The situation presented in this demo was an interactive take on the classic love triangle, and took place in camp, where you'll take a breather between missions and get to better know your party members. Your character is a Grey Warden, and being the beefy knight in blood-soaked armor type, he can't help but attract all the women around him. In this case, it was a duel for his affections between Leilana, a fiery-haired archer, and Morrigan, the amorous sorceress just dying to coax the manly party leader into her tent.
The second is at GayGamer:
Unfortunately, there was nothing new there: the devs went on a rather lengthy ramble about how your character can flirt with one pretty lady party member and enter into a romantic dialog. But if your character flirts with another lady party member, the devious Morrigan (whose voice was, I believe, that of scifi queen Claudia Black), the first pretty lady will get angry and force you to choose between the two pretty ladies.
That wasn't a new concept back in the Baldur's Gate days, so I was utterly baffled as to why they'd show us some rehashed, par-for-the-RPG-course romance mechanic when Dragon Age is a blast to play and has lots more to offer.
And the third is at Giant Bomb:
Given Dragon Age's complexity, I've been really curious how well the game will play on a console controller ever since BioWare announced the game will hit the Xbox 360 and PlayStation 3 at the same time as the PC game. At E3 this week, I got at least a tentative answer, since BioWare let me check out a brief demo of the 360 game.
I'll answer the big question first: How do you manage all those abilities and attacks on a gamepad? You can map three abilities to the face buttons (one each to X, Y, and B) and then a second set of three abilities, toggling between the two sets of three by holding a trigger. Like on the PC, you can pause the combat indefinitely to issue commands to all your party members, and doing this on the console version is how you get to all the rest of your abilities. So you'll have access to the full run of powers here that you'd also have on the PC, you just won't be able to use as many of them in real time without stopping the combat.

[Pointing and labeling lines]
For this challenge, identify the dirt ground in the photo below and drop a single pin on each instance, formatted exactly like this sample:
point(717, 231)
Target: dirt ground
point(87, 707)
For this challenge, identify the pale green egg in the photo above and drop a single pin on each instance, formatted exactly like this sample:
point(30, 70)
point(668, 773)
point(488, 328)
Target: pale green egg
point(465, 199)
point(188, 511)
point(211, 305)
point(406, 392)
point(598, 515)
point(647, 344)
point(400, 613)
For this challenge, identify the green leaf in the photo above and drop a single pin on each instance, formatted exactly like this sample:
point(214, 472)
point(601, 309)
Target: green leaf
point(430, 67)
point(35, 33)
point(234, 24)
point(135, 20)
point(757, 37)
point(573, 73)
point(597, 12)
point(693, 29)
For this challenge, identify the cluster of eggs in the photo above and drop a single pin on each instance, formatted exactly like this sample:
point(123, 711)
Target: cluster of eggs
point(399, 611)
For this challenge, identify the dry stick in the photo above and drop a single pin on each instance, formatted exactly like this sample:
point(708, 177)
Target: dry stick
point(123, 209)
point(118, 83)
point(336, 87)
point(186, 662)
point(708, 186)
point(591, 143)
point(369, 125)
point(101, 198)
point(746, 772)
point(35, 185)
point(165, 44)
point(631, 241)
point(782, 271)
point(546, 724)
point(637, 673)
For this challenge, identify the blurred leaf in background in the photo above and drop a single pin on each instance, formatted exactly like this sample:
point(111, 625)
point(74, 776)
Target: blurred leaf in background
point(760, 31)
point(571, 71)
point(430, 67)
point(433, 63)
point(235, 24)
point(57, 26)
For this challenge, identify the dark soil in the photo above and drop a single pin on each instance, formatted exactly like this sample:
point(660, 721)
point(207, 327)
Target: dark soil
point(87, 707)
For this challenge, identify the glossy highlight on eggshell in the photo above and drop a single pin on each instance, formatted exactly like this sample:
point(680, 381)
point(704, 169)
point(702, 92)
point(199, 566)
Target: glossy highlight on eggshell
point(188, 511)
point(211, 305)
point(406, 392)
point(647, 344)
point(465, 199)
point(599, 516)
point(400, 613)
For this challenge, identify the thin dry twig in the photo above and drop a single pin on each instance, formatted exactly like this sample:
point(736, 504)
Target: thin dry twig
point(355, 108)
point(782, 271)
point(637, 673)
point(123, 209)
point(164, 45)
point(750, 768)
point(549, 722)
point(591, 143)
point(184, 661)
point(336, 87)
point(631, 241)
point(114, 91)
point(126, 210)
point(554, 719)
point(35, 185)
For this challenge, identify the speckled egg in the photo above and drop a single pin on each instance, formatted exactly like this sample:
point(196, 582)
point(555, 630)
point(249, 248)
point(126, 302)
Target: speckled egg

### WHAT IS ASKED
a - Rewrite the Dragon Age coverage between "The second is" and "two pretty ladies.", inclusive, replacing "devs" with "developers".
b - According to the Dragon Age coverage, which face buttons on the Xbox 360 controller can each hold one ability?
The pointing and labeling lines above have no role in this work.

### TASK SOLUTIONS
a -
The second is at GayGamer:
Unfortunately, there was nothing new there: the developers went on a rather lengthy ramble about how your character can flirt with one pretty lady party member and enter into a romantic dialog. But if your character flirts with another lady party member, the devious Morrigan (whose voice was, I believe, that of scifi queen Claudia Black), the first pretty lady will get angry and force you to choose between the two pretty ladies.

b - X, Y, and B.